Exercise aim: Copy all lines below exactly as written. Leave pictures out.

Object pointing dataset rows
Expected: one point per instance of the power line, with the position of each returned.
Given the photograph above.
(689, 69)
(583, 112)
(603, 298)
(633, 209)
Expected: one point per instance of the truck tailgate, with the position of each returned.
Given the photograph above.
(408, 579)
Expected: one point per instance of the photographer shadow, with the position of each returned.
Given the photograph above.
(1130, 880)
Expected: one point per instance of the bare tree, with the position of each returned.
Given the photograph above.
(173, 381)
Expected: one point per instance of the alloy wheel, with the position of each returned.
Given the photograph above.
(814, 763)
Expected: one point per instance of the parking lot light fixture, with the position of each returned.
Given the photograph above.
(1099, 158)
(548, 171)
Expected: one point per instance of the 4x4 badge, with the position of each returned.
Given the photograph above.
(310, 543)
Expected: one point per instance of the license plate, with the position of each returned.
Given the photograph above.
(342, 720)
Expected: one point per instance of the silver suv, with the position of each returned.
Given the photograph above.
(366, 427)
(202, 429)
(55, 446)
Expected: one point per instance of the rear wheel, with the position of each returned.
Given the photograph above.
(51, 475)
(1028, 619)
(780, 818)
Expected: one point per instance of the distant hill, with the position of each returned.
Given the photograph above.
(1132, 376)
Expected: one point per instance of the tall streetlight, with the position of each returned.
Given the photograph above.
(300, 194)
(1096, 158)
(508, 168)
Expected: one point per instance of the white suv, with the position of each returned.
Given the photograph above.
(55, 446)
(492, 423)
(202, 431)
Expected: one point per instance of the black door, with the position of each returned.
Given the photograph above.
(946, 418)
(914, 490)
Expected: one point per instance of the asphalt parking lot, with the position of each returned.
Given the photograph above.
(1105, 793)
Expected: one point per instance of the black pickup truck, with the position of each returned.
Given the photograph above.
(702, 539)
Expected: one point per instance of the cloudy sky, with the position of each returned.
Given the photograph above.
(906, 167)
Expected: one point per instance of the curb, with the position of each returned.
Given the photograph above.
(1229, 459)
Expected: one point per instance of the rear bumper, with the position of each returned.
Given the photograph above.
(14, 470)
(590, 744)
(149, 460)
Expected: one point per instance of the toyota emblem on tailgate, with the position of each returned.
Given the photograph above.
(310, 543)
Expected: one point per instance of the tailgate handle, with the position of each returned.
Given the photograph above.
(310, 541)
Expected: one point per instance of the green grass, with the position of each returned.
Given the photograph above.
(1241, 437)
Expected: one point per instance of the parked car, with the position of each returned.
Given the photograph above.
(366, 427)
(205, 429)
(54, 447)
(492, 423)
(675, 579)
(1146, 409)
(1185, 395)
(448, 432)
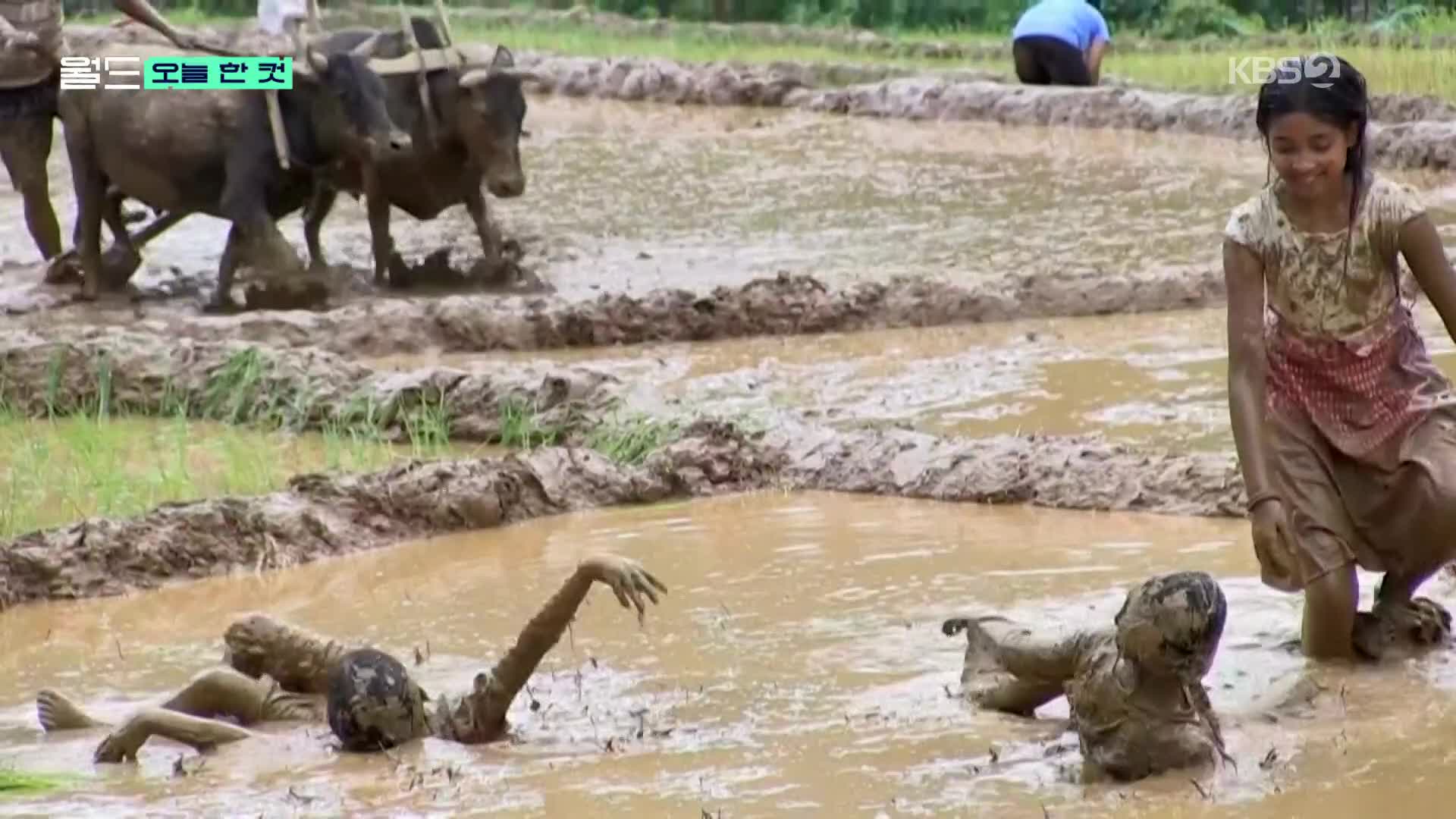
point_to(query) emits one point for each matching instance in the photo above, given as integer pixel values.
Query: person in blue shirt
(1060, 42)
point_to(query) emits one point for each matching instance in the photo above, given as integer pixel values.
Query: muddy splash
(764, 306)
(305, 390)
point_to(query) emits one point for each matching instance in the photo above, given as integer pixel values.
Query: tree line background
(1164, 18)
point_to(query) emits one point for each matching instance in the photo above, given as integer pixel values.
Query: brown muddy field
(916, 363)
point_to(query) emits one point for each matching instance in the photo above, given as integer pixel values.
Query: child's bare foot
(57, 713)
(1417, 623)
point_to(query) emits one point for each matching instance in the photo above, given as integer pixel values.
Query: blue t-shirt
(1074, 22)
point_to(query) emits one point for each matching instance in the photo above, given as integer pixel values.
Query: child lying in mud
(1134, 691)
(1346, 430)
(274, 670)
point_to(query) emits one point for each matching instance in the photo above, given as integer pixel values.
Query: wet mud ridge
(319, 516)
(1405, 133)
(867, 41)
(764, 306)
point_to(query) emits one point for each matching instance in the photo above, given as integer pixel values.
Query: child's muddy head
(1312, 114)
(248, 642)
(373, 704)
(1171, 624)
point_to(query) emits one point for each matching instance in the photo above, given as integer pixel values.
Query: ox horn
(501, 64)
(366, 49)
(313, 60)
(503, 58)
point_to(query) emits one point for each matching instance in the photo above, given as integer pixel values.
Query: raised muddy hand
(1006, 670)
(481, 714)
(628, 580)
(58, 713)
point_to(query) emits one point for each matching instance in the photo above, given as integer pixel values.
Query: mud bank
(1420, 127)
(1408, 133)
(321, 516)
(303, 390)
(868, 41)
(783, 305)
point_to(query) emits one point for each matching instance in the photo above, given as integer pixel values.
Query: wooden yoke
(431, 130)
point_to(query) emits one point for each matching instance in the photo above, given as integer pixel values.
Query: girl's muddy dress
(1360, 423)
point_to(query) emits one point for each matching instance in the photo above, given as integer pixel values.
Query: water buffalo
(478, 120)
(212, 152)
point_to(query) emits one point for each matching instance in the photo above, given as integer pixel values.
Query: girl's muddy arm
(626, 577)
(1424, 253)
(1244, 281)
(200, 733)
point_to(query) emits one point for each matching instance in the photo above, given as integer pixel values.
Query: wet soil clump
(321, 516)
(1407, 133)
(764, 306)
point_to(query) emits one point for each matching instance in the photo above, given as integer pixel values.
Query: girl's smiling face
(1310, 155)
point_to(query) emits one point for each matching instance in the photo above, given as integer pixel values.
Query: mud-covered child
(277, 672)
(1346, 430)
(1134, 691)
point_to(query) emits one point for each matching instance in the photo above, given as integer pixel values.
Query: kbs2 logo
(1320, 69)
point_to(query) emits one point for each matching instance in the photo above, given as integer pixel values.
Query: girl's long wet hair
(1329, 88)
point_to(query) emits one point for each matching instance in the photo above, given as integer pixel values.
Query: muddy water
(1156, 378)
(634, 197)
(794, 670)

The result:
Expected: one point per instance of the power line, with the position of each returned.
Given the photograph above.
(689, 69)
(583, 112)
(603, 298)
(633, 209)
Expected: one point per instance of the truck tailgate, with the position of each returned.
Given the photograph above.
(408, 579)
Expected: one point per instance of the photographer shadow, with the position of each returned.
Given the photograph above.
(1130, 880)
Expected: one point per instance of the bare tree, with the position of each returned.
Given the photograph above.
(173, 381)
Expected: one point per instance of the alloy wheel, with the position of each returned.
Given the photograph above.
(814, 763)
Expected: one point per instance of the parking lot light fixture, with the position of each returned.
Given the photograph above.
(1099, 158)
(548, 171)
Expected: one point per instance of the 4x4 badge, with the position of each returned.
Given the photograph above.
(310, 543)
Expected: one point per instance of the license plate, with the position of each returned.
Given the photograph above.
(342, 720)
Expected: one point per instance of the silver suv, with the position of each returned.
Given the photograph above.
(366, 427)
(202, 429)
(55, 446)
Expected: one point per instance of the rear wheel, with the position of each returned.
Given the photograph above.
(51, 475)
(1028, 619)
(780, 818)
Expected: one point per instance of the distant hill, with the position of each returned.
Given the photograph above.
(1132, 376)
Expected: one point per instance of the tall streetlight, with the position of each returned.
Given the photograph above.
(300, 194)
(1096, 158)
(508, 168)
Expected: one point per instance of the white suv, with the position of each returned.
Given the photograph above.
(55, 446)
(492, 423)
(202, 431)
Expected: one point per instance of the black door, with the position of each returned.
Given the photograph above.
(946, 418)
(914, 490)
Expected: one point per instance of the asphalt parking lot, with the position of each returned.
Given the photograph above.
(1105, 793)
Expected: one point per instance of the black pickup truck, with the position of each returned.
Given the photograph above.
(702, 539)
Expected: one point per instance of the cloudy sky, with the position of each returned.
Given the photograph above.
(906, 167)
Expected: one point per instance of the curb, with the position of each returned.
Given the photograph above.
(1229, 459)
Expected: one point per instance of the rear bumper, with the position of each returned.
Given the photograph above.
(14, 470)
(590, 744)
(149, 460)
Expected: one point per instance of the toyota emblem on tailgate, with the position of each returned.
Given the photograph above.
(310, 543)
Expected: one point per instance of the tailgate handle, with the position of each returned.
Given the photograph above.
(310, 541)
Expected: one point per instance of the green grass, with the position of each returned.
Given the photograph above.
(1241, 437)
Expected: one point per instance of the parked car, with the position of each returned.
Given the photograph above.
(366, 427)
(205, 429)
(54, 447)
(492, 423)
(675, 579)
(1146, 409)
(1185, 395)
(448, 432)
point_to(query) emits one point for each matching instance in the photo above, given as integer pixel values.
Query: person in blue shirt
(1060, 42)
point_to(query) emits one point for each matching instance in the photo above, given as integer pixel values.
Query: muddy splash
(764, 306)
(305, 390)
point_to(query) emits one point for each matching instance in the photo above, given as integer pixel values.
Query: tree line background
(1164, 18)
point_to(query) emits one point for each matching instance in the photo above, given as integer pixel values.
Query: brown muddy field
(916, 363)
point_to(query) emits one point for each matching instance in the photo above, given as integer pixel values.
Query: child's bare foot
(57, 713)
(1417, 623)
point_to(query) emits one point for each matching instance in the photo above, given as integer pixel values.
Query: blue t-shirt
(1074, 22)
point_to(query) emits one point for each matching instance in the photo above, given as integer pixel values.
Query: child lying in mud
(1134, 691)
(1346, 430)
(274, 670)
point_to(query) emits one point for each matching instance in the photo above, given as integer pixel values.
Query: wet mud ridge
(319, 516)
(1405, 133)
(867, 41)
(764, 306)
point_to(query) emits one point for each matching instance in the photo above, given as integer pixel values.
Query: child's muddy head
(1312, 114)
(248, 642)
(373, 704)
(1171, 624)
point_to(query) emits one point for each matching instance in the photo above, given as integer pixel values.
Query: ox horn
(501, 64)
(366, 49)
(313, 60)
(503, 58)
point_to(query) emits one point for each matching instance in the photo above, given as integer pixel values.
Query: raised muddy hand
(1006, 670)
(481, 714)
(628, 580)
(58, 713)
point_to(query) emits one point for each matching instance in the photo above, given as integer pixel values.
Query: mud bank
(1420, 127)
(1408, 133)
(321, 516)
(303, 390)
(868, 41)
(783, 305)
point_to(query) emits one point for each matching instance in the photo above, given as integer pixel values.
Query: wooden yoke
(431, 130)
point_to(query) emits one point for each matching instance in the photo above, given as integer pixel values.
Query: girl's muddy dress
(1360, 423)
point_to(query) emits one point for each matching instance in the photo above, given as integer pixel values.
Query: water buffalo
(478, 120)
(212, 152)
point_to(query) emits one point for each matching instance in the photo above, given as integer pixel values.
Query: girl's muddy arm
(626, 577)
(1424, 253)
(1244, 281)
(200, 733)
point_to(query) emits one point for each matching instance in the photo above, given as integer pixel values.
Query: wet soil clump
(321, 516)
(1407, 133)
(764, 306)
point_to(query) emits one point for each matching instance in the photo above, given as integer pixel values.
Query: girl's smiling face
(1310, 155)
point_to(query) emits one point for each matching instance in the photo above, given as integer pixel values.
Query: mud-covered child
(277, 672)
(1346, 430)
(1134, 691)
point_to(query) emits one point for each matching instance in the photo above, given as integer pixel values.
Query: kbs2 logo
(1320, 69)
point_to(query) emits one point for each matching instance in the photo above, given as integer pixel values.
Query: girl's long wet hair
(1329, 88)
point_to(query) emits one point for each matching instance in the photo above, given as integer pixel values.
Query: muddy water
(1156, 378)
(634, 197)
(794, 670)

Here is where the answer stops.